[EXCERPTED DATA — start]

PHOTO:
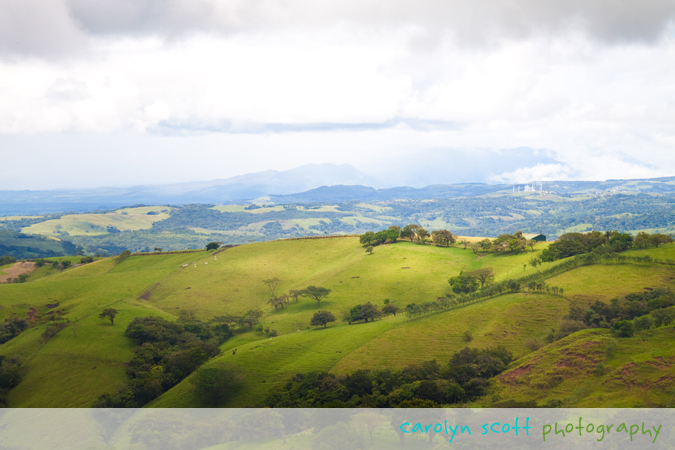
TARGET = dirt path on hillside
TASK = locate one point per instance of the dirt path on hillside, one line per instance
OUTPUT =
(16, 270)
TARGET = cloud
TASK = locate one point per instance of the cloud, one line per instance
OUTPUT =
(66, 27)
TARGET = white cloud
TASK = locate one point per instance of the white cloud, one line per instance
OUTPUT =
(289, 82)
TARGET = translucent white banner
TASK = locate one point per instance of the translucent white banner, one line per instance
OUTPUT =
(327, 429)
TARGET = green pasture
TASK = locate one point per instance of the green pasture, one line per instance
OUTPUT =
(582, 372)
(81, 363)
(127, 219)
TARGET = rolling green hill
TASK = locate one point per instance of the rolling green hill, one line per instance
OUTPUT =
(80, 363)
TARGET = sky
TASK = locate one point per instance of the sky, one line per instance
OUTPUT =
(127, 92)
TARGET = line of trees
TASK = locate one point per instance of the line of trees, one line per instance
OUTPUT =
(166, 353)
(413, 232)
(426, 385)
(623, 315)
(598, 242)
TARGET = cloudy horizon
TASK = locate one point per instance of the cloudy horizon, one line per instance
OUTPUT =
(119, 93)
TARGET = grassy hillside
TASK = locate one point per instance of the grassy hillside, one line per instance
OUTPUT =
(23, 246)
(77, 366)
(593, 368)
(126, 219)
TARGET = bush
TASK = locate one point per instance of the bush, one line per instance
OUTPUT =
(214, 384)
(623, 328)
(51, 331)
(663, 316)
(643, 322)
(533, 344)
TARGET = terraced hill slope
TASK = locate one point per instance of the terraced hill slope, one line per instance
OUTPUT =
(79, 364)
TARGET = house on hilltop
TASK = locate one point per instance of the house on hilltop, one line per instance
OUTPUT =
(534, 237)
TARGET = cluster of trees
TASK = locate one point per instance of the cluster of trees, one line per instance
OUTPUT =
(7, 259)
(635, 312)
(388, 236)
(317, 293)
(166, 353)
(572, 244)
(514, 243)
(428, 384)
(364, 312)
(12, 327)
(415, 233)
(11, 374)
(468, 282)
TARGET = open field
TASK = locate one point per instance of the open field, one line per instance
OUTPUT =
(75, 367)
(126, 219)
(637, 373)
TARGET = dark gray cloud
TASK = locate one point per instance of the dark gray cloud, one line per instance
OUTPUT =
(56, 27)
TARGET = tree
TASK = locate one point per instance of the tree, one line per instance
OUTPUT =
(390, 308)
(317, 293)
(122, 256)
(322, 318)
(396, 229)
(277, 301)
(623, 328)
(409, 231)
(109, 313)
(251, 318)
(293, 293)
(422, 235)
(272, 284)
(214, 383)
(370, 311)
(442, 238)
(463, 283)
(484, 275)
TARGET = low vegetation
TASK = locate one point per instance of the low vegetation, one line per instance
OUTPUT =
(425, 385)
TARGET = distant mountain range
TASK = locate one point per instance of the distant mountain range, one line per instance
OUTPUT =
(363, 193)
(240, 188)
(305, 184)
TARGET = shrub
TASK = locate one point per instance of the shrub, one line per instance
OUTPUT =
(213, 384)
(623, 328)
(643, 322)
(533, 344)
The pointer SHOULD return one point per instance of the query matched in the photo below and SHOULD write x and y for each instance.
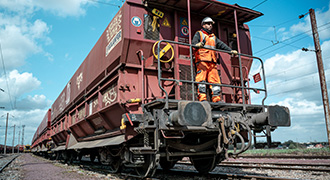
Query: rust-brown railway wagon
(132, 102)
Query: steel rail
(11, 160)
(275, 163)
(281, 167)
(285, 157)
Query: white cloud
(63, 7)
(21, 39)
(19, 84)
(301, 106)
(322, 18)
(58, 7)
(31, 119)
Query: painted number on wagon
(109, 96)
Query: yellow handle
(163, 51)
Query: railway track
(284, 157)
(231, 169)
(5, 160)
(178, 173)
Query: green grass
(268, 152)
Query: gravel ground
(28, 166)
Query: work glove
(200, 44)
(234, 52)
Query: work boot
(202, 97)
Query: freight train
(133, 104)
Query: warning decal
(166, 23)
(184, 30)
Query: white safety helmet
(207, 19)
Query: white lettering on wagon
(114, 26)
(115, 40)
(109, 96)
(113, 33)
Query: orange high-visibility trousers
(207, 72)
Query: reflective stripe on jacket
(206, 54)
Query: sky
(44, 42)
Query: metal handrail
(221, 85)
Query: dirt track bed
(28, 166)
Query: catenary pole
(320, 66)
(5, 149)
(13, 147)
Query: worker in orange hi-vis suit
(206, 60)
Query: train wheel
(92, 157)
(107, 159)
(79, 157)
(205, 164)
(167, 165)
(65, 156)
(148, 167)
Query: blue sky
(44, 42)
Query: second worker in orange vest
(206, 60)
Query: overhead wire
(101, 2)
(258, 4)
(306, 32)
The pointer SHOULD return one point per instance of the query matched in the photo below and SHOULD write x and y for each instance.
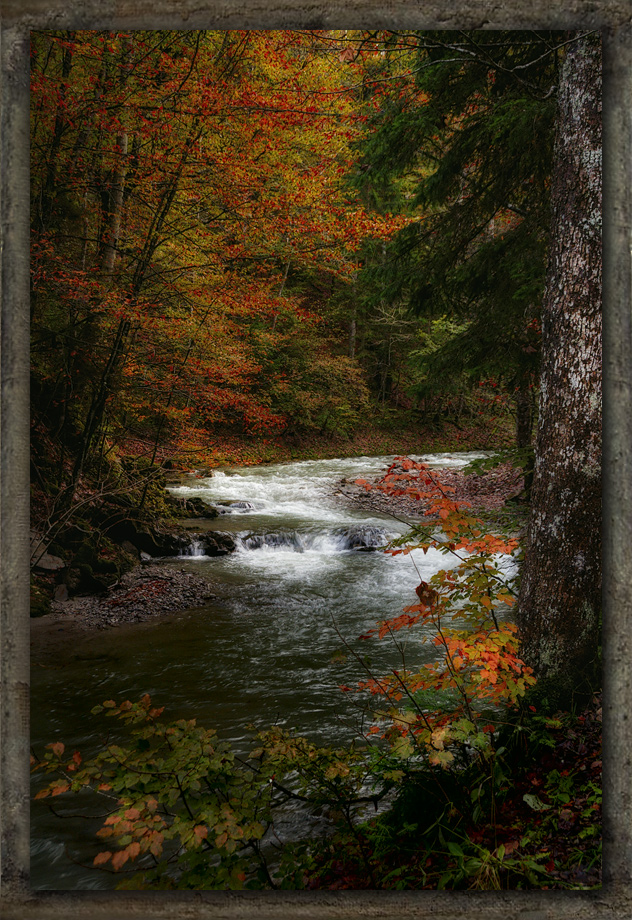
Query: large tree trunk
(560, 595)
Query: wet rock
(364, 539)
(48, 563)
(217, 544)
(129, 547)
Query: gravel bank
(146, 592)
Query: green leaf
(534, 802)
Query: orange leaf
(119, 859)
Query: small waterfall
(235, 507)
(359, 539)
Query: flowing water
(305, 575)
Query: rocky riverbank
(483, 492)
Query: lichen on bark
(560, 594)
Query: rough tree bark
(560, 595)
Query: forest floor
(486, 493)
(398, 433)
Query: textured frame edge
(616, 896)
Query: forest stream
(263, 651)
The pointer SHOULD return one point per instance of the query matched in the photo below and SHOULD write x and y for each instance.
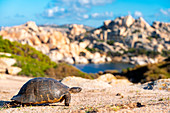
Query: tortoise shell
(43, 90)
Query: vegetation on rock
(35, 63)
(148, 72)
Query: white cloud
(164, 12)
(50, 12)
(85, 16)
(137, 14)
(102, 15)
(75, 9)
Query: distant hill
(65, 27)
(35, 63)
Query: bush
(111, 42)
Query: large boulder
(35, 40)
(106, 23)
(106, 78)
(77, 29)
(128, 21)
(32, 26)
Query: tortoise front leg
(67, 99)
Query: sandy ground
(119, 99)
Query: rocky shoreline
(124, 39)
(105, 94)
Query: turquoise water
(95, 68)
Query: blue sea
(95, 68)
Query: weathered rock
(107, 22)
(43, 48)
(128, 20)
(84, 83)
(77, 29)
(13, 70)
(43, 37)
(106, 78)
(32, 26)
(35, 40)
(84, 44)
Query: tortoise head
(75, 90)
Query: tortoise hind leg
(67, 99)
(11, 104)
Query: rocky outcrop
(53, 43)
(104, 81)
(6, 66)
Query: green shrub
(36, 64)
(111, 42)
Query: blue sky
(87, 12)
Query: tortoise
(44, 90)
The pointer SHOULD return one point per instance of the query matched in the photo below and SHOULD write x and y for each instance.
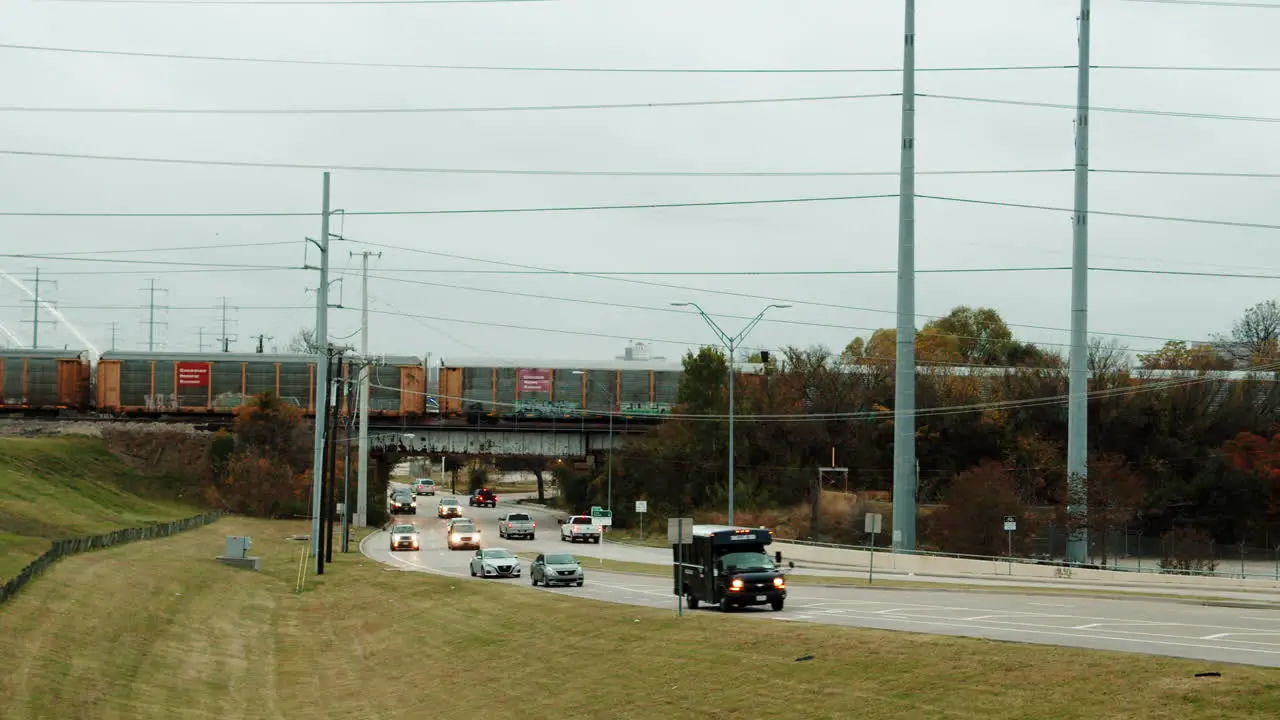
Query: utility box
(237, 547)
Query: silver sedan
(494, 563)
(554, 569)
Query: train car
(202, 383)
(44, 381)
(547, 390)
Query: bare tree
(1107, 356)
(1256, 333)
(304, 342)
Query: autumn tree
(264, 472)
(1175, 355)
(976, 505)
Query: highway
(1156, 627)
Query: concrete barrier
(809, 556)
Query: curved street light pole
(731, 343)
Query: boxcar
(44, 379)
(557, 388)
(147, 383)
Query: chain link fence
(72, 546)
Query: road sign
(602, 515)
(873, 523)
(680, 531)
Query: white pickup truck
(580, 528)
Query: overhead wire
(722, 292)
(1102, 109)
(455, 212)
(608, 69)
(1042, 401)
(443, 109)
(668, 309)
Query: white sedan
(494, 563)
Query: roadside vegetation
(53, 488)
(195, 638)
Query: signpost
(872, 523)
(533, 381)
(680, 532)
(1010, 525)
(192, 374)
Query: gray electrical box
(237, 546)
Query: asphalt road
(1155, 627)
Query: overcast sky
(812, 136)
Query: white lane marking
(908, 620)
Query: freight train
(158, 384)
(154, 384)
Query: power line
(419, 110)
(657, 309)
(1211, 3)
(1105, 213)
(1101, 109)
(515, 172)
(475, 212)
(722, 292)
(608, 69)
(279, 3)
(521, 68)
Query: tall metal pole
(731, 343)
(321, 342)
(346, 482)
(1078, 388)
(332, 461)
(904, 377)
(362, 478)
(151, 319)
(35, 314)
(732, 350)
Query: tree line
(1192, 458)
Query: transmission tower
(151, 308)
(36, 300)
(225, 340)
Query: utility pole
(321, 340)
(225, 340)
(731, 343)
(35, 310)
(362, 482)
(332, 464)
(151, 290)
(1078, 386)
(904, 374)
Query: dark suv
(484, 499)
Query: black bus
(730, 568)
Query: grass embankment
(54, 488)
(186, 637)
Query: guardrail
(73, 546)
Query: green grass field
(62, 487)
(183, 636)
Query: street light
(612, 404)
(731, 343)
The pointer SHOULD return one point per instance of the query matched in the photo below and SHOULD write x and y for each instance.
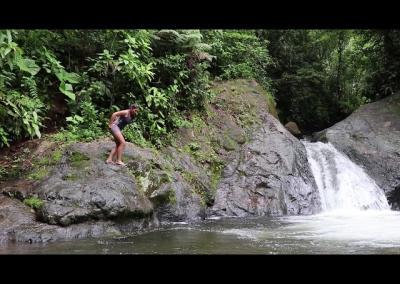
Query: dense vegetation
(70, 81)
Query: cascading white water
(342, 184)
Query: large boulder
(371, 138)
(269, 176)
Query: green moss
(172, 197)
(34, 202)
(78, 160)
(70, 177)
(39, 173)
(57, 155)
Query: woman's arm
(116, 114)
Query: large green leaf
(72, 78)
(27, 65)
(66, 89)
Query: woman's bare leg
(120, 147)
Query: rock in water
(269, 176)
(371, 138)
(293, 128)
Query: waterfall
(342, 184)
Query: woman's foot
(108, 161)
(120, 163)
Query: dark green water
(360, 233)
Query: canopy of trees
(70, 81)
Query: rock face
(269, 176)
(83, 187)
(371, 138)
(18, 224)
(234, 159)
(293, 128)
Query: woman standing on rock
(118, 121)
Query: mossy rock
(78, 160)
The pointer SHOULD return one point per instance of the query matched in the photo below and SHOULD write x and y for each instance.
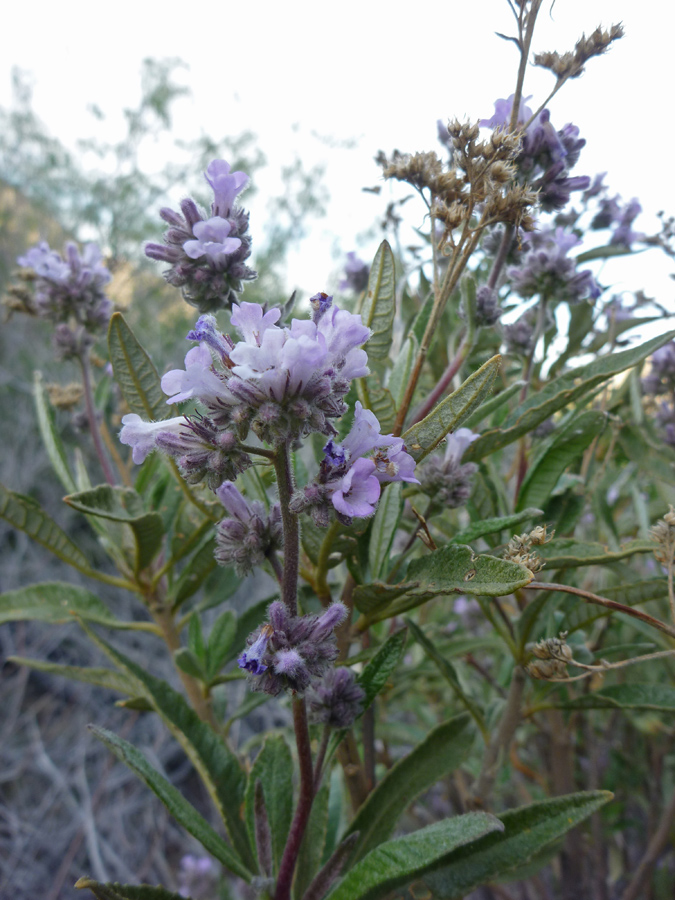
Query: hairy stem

[EXCERPTED DATA — finish]

#### [TASK PROMPT]
Look above for the line with "TARGET = translucent white banner" and the line with "TARGET = dark gray cloud". Retype those two lines and every line between them exactly, adding nothing.

#### [ANSWER TO THE PROBLEM]
TARGET = translucent white banner
TASK = locate one point per instance of the translucent white banner, one line per instance
OUTPUT =
(327, 429)
TARGET = green pasture
TASK = locate one point per instance of the green pasture, one line per instance
OUTPUT =
(582, 372)
(81, 363)
(127, 219)
TARGET = rolling green hill
TASK = locate one point per instance of the rolling green hill, one line per instance
OUTPUT =
(80, 363)
TARGET = sky
TASK = locate one point per instance of the sky, one line per instance
OUTPUT =
(127, 92)
TARGET = line of trees
TASK = locate one point per instance of the line of trees, one line per instance
OUTPUT =
(166, 353)
(413, 232)
(426, 385)
(623, 315)
(598, 242)
TARGET = cloudy horizon
TASK = locate one point per instance of the cloudy horizon, one line per instance
OUTPUT =
(119, 93)
TARGET = grassy hillside
TASK = locate one point per instance of the grassy hillside, one line per instance
OUTPUT =
(23, 246)
(77, 366)
(593, 368)
(126, 219)
TARGET = bush
TASK = locate one point per instance of the bush, one line per instance
OUTPUT =
(214, 384)
(623, 328)
(51, 331)
(663, 316)
(643, 322)
(533, 344)
TARGET = terraced hill slope
TASK = locate one point per instance of the terraced hill slope, one line per instance
OUTPUT =
(79, 364)
TARGET = house on hilltop
TASK = locate one point per instance of the house on hilltop, one line per instance
OUTPUT =
(534, 237)
TARGET = cluster of trees
TASK = locate one point per instance of the cluster of trees, one line per instance
OUTPUT =
(7, 259)
(635, 312)
(388, 236)
(317, 293)
(166, 353)
(572, 244)
(514, 243)
(428, 384)
(364, 312)
(12, 327)
(415, 233)
(11, 374)
(468, 282)
TARGET = open field
TASK = locate one point per instance of the open field, one line per instance
OUTPUT =
(75, 367)
(126, 219)
(637, 373)
TARGET = dark gray cloud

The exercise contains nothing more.